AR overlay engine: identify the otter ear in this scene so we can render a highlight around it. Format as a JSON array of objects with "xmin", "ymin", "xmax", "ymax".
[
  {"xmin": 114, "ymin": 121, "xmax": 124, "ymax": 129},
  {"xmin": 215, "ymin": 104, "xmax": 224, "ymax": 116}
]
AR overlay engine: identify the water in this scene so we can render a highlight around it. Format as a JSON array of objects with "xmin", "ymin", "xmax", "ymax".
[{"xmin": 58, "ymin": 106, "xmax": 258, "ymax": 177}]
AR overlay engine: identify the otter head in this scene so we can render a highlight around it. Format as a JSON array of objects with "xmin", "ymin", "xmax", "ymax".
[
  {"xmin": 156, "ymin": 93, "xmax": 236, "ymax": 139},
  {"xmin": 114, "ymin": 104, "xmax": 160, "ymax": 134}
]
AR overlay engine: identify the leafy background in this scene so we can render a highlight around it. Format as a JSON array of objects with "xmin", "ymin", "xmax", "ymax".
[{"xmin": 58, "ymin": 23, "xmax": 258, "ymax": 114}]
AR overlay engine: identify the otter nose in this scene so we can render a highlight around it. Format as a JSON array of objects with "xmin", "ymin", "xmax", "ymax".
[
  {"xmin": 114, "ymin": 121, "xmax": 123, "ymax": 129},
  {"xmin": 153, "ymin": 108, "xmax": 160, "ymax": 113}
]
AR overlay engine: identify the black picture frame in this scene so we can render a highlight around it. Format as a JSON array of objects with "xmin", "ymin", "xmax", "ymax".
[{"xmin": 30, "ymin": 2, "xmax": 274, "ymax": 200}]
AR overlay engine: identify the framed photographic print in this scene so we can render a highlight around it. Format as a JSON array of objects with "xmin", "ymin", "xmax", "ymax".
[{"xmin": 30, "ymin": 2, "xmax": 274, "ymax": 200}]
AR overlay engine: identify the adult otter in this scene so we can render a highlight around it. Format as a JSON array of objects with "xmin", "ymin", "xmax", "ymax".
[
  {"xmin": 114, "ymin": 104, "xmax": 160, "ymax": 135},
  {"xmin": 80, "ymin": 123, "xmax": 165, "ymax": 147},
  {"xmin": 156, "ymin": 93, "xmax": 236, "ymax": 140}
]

· · · ·

WHAT YOU WILL DO ::
Please format every line of the records above as a JSON list of strings, one string per line, with blank lines left out.

FINAL ANSWER ::
[
  "AR overlay engine: identify the otter ear in this scene so we can render a highlight around it. Format as a JSON array of objects with \"xmin\", \"ymin\", \"xmax\", \"ymax\".",
  "[",
  "  {\"xmin\": 114, \"ymin\": 121, \"xmax\": 124, \"ymax\": 129},",
  "  {\"xmin\": 215, \"ymin\": 104, \"xmax\": 224, \"ymax\": 116}",
  "]",
  "AR overlay engine: identify the water in this scene so we can render a highlight around it. Format as a JSON array of objects with \"xmin\", \"ymin\", \"xmax\", \"ymax\".",
  "[{\"xmin\": 58, \"ymin\": 106, \"xmax\": 258, \"ymax\": 177}]",
  "AR overlay engine: identify the otter head in this scene so we can render a highlight around it. Format as a JSON array of objects with \"xmin\", \"ymin\", \"xmax\", \"ymax\".",
  "[",
  "  {\"xmin\": 156, \"ymin\": 93, \"xmax\": 236, \"ymax\": 139},",
  "  {\"xmin\": 114, \"ymin\": 104, \"xmax\": 160, \"ymax\": 134}",
  "]",
  "AR overlay engine: identify the leafy background in this scene so we can render a highlight around it. Format as a JSON array of objects with \"xmin\", \"ymin\", \"xmax\", \"ymax\".",
  "[{\"xmin\": 58, \"ymin\": 23, \"xmax\": 258, \"ymax\": 114}]",
  "AR overlay engine: identify the otter nose in this scene so we can render a highlight around it. Format as a JSON array of objects with \"xmin\", \"ymin\", \"xmax\", \"ymax\".",
  "[",
  "  {\"xmin\": 114, \"ymin\": 121, \"xmax\": 123, \"ymax\": 129},",
  "  {\"xmin\": 153, \"ymin\": 108, \"xmax\": 160, \"ymax\": 113}",
  "]",
  "AR overlay engine: identify the black picture frame in this scene so we can render a highlight around it. Format as a JSON array of objects with \"xmin\", \"ymin\", \"xmax\", \"ymax\".",
  "[{\"xmin\": 30, \"ymin\": 2, \"xmax\": 274, \"ymax\": 200}]",
  "AR overlay engine: identify the framed photographic print in this scene so we can render a highlight around it. Format as a JSON array of objects with \"xmin\", \"ymin\", \"xmax\", \"ymax\".",
  "[{\"xmin\": 30, \"ymin\": 2, \"xmax\": 274, \"ymax\": 200}]",
  "AR overlay engine: identify the adult otter in this scene so we can render a highlight around it. Format as a JSON array of objects with \"xmin\", \"ymin\", \"xmax\", \"ymax\".",
  "[",
  "  {\"xmin\": 114, \"ymin\": 104, \"xmax\": 160, \"ymax\": 135},",
  "  {\"xmin\": 80, \"ymin\": 123, \"xmax\": 165, \"ymax\": 147},",
  "  {\"xmin\": 156, \"ymin\": 93, \"xmax\": 236, \"ymax\": 140}",
  "]"
]